- _İstenen Çıktı_
Metnin "O zaman da İcmâl" sözlerini içeren yerinden başlayıp "ilgisi olduğunu düşünmüyorum." sözlerinden sonra biten kısmını, "esnaf" yerine "tüccar" koyarak yeniden yazın.

- _Sunulan Metin_
>>>>>

Şimdi anlatmamın, yazmamın sebebi ise bilirsiniz “söz yerinde ağırdır” tam da Hüseyin Baş’ın söylediklerine cevap olarak olayı kaleme almayı kendime bir borç bildim…
2.. Evliliklerini, Azerbeycan’dan aldığı diplomayı, Ergenekon’la irtibatını neden anlatmadın ?
Ben bizzat şahit olduğum, yaşadığım olayı anlattım. Kendisiyle alakalı diğer konuşulan mes’elelere girmedim ve şu an girmeyi de tercih etmiyorum çünkü bunlarla alakalı kanaatim olmakla beraber, kesin bir bilgim yoktur.
3.. Hocaefendi kendisine neden para göndermiş ? Bu para nereden ödenmiş ?
Hocaefendi hem o zaman, hem de şimdi bütün İslamî hizmetlere destek olunmasını tavsiye ve teşvik ediyor.
O zaman da İcmâl Dergisi’ne, kurumlarına yardımcı olundu bunları biliyorum, para meselesini ise ben bilmiyordum Haydar Baş kendisi ağzından kaçırdı.
Anladığım kadarıyla televizyon için kendisine verilen para, ismi geçen ağabeyimiz ile beraber birkaç ağabeyimizin şahsi yardımlarıdır. Nitekim böyle durumlarda Büyüğümüz birkaç esnaf ağabeyi çağırır, durumu onlara açar, istişare eder ve gereğini kendilerinin sessizce yapmasını isterdi.
Paranın kurumlarımızla yada himmetlerle asla ilgisi olduğunu düşünmüyorum.
4.. Neden yanınızdaki ağabeyler elini öptüler, öptürdünüz ?

<<<<<

- _Veri Öğeleri_
>>>>>

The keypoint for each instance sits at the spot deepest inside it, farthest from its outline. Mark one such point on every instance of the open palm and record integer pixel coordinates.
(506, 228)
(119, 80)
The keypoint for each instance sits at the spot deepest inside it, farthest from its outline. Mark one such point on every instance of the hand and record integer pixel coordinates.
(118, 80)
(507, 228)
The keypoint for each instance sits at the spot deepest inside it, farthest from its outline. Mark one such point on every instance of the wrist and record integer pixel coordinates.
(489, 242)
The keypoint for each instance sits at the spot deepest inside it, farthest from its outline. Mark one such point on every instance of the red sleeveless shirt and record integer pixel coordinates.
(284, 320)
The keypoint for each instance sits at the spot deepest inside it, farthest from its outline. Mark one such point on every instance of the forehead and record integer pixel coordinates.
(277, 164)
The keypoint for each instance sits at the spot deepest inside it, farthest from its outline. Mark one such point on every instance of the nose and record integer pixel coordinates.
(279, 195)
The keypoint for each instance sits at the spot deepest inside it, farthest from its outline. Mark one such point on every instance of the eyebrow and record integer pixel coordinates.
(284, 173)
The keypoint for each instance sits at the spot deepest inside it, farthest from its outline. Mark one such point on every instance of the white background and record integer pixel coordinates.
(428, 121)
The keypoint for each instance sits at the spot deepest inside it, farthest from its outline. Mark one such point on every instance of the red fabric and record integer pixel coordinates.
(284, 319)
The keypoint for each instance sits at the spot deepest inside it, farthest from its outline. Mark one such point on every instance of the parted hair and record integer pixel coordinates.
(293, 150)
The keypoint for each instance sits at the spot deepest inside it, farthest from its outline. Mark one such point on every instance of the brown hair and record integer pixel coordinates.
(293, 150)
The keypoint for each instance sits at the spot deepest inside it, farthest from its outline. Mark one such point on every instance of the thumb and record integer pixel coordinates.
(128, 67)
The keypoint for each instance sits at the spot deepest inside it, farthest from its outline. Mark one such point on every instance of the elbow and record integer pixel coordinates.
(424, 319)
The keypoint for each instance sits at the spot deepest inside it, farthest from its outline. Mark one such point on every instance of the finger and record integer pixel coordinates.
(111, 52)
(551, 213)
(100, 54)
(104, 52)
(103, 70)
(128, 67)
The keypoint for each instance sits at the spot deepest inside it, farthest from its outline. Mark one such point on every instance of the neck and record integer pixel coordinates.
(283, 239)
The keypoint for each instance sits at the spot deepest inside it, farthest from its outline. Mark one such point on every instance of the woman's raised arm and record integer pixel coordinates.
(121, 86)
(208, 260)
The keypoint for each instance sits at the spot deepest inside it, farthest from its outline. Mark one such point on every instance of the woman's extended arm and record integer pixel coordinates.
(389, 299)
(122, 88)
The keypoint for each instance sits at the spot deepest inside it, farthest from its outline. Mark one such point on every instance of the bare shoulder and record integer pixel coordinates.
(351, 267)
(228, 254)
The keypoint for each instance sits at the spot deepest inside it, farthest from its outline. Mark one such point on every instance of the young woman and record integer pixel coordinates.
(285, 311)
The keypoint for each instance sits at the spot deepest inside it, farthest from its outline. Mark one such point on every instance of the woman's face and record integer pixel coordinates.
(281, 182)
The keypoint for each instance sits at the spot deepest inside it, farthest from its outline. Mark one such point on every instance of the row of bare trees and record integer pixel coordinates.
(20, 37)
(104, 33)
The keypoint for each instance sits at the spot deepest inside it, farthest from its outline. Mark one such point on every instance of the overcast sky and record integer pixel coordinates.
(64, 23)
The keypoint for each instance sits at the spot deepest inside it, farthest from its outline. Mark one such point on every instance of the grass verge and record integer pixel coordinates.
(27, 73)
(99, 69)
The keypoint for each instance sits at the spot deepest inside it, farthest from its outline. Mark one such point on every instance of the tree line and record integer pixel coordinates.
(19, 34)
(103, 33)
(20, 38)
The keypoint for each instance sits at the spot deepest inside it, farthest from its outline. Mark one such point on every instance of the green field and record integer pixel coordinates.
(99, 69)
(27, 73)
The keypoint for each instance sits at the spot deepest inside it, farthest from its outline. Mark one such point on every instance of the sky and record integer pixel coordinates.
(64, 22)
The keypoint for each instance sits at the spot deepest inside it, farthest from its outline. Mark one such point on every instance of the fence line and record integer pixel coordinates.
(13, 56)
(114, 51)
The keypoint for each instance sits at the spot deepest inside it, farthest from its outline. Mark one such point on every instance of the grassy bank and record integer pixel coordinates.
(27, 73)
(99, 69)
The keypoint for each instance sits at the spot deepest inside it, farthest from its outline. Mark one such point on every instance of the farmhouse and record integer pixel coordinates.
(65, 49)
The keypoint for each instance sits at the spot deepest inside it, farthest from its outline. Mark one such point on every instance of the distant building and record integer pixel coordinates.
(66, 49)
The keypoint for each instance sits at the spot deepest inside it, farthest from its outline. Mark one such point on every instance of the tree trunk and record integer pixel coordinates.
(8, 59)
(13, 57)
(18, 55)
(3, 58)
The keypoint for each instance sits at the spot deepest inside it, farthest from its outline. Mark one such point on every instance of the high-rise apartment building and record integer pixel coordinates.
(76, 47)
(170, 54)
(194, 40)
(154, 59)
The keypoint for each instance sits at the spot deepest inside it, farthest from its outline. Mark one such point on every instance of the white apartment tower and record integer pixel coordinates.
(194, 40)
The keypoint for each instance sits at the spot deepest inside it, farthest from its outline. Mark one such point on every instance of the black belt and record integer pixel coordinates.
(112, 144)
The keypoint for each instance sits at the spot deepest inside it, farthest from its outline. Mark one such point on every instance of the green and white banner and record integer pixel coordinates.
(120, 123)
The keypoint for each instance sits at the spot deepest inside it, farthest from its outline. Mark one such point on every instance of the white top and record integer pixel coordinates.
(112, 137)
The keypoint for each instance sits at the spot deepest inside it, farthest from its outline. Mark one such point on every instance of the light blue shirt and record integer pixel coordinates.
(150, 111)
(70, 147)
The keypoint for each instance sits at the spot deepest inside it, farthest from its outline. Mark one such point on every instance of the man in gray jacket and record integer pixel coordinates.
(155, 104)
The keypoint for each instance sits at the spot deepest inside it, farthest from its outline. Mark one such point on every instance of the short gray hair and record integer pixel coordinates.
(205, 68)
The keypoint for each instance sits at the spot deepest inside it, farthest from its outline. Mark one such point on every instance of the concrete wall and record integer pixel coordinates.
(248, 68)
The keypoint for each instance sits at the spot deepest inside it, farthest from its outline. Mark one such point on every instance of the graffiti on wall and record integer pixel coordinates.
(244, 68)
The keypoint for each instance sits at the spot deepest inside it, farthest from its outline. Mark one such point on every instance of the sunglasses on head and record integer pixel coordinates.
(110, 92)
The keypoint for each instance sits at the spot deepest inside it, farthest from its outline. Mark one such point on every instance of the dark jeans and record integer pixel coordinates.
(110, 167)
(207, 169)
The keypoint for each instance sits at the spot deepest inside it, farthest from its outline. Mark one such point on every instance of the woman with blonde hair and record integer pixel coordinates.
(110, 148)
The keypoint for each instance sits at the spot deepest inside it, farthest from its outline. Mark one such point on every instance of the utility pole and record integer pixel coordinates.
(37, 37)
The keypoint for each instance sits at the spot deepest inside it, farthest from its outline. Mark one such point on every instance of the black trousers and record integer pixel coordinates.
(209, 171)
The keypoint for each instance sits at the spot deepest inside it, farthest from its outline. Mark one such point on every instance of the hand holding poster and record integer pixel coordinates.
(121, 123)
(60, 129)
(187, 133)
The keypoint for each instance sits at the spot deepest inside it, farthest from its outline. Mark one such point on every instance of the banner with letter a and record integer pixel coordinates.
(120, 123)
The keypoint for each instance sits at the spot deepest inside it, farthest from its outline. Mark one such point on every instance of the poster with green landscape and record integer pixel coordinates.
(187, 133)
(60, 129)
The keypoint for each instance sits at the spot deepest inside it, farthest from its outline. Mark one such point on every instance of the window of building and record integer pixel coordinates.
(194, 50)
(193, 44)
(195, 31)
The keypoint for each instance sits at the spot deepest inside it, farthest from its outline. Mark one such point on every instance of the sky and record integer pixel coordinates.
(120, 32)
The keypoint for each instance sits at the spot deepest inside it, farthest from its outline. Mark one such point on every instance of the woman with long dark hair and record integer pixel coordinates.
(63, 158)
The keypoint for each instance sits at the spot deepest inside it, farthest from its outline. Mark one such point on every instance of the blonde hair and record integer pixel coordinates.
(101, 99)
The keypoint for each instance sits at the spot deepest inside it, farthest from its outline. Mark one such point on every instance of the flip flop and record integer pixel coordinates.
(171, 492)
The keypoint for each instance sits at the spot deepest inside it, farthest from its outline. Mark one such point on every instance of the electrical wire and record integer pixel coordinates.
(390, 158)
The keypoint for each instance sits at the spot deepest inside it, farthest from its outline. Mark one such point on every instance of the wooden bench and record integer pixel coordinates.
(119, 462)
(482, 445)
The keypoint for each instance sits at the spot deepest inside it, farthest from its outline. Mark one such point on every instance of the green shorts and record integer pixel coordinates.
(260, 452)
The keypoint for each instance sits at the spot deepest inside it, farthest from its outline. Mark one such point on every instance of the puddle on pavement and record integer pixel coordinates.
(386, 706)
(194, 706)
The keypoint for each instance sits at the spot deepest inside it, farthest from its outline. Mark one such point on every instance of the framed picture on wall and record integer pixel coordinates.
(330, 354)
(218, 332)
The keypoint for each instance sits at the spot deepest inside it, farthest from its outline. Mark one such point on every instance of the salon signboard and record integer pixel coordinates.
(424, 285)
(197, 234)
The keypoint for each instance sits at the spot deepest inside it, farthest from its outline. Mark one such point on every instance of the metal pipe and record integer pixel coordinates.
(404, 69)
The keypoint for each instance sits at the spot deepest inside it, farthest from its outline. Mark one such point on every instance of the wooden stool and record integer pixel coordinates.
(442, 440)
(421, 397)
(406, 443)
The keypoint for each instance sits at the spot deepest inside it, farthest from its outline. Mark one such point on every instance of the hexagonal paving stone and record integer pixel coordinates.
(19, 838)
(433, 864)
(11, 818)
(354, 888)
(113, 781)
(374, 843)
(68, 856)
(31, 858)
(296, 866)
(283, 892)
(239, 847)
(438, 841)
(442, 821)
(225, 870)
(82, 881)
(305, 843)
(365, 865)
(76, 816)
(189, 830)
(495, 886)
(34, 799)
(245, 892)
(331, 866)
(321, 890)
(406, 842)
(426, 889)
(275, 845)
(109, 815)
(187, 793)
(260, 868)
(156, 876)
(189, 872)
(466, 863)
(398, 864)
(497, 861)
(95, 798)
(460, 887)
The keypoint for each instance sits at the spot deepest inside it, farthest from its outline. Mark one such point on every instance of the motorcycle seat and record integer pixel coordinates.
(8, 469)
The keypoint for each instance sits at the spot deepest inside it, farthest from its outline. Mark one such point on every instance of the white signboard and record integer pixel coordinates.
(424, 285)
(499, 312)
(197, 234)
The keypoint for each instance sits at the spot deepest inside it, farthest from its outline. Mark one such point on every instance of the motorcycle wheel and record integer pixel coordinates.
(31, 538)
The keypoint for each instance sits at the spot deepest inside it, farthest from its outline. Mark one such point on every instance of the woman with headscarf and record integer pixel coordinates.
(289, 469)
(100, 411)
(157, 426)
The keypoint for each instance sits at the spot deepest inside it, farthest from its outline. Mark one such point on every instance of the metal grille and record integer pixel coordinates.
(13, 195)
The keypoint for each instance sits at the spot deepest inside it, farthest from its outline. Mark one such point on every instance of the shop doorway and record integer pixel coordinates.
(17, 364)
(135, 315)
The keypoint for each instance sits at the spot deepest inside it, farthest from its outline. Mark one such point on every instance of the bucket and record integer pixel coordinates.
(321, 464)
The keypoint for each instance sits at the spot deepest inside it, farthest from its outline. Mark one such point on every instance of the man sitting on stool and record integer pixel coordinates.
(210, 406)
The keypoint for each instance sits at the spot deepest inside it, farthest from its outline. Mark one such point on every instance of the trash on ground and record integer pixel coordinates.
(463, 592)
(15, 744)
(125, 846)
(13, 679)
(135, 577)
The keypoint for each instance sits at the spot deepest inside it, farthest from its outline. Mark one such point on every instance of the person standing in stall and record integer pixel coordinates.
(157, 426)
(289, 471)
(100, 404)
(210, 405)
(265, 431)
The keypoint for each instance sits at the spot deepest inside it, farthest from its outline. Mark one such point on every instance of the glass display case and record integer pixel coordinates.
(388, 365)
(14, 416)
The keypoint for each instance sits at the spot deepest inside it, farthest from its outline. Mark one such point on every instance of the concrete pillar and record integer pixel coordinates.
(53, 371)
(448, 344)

<<<<<

- _Görev Yanıtı_
O zaman da İcmâl Dergisi’ne, kurumlarına yardımcı olundu bunları biliyorum, para meselesini ise ben bilmiyordum Haydar Baş kendisi ağzından kaçırdı.
Anladığım kadarıyla televizyon için kendisine verilen para, ismi geçen ağabeyimiz ile beraber birkaç ağabeyimizin şahsi yardımlarıdır. Nitekim böyle durumlarda Büyüğümüz birkaç tüccar ağabeyi çağırır, durumu onlara açar, istişare eder ve gereğini kendilerinin sessizce yapmasını isterdi.
Paranın kurumlarımızla yada himmetlerle asla ilgisi olduğunu düşünmüyorum.